Detection examples:
-------

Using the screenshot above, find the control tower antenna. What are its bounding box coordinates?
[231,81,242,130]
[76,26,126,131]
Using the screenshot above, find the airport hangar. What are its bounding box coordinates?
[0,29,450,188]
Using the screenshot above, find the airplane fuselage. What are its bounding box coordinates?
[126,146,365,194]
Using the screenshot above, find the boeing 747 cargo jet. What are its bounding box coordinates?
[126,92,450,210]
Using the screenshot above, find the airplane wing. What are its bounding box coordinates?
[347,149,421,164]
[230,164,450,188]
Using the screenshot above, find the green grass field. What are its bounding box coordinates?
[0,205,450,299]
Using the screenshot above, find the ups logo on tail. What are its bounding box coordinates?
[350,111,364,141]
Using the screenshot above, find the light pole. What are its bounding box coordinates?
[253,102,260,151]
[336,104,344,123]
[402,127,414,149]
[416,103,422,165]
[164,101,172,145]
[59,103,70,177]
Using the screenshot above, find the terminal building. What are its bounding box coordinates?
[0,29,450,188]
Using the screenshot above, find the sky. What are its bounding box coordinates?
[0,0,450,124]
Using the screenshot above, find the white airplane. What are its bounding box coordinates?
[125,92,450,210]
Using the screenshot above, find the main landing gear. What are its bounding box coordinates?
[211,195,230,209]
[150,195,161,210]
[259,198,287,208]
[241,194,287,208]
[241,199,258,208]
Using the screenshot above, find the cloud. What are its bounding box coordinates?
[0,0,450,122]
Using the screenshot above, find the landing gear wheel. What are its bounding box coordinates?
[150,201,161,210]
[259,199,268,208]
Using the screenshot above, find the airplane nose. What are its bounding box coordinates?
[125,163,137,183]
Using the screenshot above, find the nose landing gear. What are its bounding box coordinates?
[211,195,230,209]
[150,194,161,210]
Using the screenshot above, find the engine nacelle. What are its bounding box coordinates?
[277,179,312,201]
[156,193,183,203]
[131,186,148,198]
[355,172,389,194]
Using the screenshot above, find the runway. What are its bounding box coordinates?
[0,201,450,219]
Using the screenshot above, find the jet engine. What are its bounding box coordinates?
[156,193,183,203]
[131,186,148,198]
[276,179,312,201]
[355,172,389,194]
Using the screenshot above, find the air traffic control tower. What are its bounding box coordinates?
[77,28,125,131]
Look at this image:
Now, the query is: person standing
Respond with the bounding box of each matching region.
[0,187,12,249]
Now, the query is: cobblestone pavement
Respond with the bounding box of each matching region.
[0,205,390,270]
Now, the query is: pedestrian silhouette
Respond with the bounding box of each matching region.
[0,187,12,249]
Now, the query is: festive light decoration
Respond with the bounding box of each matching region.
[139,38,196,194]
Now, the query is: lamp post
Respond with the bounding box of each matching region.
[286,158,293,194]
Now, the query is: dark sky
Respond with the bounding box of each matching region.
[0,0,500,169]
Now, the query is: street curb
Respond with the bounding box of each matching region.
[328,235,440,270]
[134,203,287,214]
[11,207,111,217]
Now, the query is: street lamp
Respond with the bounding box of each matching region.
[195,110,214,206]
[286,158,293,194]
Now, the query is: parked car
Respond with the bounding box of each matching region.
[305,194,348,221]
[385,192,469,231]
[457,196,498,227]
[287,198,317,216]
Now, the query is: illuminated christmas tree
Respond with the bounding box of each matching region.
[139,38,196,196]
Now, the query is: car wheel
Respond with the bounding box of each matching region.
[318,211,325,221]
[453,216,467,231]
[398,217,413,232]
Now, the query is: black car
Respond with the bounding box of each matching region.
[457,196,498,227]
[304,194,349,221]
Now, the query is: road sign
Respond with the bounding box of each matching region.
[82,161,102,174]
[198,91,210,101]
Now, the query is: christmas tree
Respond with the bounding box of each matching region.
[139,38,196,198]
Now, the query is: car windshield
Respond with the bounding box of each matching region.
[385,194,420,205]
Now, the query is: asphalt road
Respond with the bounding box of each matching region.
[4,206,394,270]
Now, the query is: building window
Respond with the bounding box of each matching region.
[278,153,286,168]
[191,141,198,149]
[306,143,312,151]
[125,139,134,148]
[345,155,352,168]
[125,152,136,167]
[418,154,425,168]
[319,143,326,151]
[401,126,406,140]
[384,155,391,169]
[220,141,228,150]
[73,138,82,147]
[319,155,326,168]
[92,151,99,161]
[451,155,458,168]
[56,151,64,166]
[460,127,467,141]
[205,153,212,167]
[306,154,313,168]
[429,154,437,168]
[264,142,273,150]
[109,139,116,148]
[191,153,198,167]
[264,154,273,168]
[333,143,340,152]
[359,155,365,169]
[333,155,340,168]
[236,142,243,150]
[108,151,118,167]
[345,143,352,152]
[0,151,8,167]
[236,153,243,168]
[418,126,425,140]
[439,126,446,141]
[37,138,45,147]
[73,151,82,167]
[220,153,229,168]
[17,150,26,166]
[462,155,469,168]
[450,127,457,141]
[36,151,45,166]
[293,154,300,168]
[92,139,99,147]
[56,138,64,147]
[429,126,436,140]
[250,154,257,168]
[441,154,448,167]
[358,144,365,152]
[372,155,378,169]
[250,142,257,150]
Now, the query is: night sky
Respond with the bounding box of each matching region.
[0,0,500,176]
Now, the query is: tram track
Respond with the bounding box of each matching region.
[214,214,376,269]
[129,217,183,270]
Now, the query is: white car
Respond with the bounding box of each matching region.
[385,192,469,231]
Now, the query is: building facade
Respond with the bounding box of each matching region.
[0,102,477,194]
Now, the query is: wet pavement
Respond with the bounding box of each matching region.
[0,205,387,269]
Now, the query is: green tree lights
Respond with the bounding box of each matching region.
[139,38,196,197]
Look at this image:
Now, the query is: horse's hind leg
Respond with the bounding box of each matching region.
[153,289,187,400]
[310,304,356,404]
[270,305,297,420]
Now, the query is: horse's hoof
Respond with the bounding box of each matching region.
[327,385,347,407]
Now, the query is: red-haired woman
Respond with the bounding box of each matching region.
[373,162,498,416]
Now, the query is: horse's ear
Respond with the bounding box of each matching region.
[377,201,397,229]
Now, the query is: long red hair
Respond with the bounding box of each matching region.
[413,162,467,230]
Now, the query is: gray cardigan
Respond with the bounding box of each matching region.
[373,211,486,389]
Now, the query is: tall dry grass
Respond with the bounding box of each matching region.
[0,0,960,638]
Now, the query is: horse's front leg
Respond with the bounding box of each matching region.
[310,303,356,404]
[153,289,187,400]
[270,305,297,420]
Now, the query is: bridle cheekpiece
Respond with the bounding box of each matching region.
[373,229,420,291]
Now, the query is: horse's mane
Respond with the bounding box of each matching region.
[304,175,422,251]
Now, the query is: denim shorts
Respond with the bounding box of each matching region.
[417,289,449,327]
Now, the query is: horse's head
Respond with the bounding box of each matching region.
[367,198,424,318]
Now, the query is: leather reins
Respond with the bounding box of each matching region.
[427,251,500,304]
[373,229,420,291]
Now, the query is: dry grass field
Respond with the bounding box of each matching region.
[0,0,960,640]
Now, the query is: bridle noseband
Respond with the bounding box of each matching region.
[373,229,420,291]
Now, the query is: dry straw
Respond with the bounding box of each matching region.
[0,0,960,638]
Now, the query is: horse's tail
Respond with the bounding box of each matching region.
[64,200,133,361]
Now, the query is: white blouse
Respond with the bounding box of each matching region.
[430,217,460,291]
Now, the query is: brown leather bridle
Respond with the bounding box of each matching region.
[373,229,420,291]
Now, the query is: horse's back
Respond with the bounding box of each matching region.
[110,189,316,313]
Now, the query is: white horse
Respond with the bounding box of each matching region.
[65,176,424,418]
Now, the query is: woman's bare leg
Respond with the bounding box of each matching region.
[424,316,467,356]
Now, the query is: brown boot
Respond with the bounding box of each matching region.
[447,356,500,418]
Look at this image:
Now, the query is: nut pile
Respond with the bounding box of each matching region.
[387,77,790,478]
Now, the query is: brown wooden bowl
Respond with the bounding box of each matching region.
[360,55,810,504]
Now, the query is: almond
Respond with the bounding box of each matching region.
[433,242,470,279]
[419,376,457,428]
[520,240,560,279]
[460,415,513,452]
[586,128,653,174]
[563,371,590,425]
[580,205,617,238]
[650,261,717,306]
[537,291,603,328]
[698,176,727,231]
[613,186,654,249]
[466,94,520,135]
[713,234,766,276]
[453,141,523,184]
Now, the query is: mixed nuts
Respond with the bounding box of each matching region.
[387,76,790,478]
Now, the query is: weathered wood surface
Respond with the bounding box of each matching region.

-------

OBJECTIVE> Change "asphalt road" to "paved street" in the listing lines running from the one containing "Now, the query is: car windshield" down to the one containing "[4,206,394,270]", and give those lines back with nothing else altered.

RESULT OF THIS TASK>
Now, the query is: car windshield
Respond with the bounding box of each matching region.
[385,194,420,205]
Now, the query is: paved street
Respond with the bounding box of each matching region.
[4,206,394,270]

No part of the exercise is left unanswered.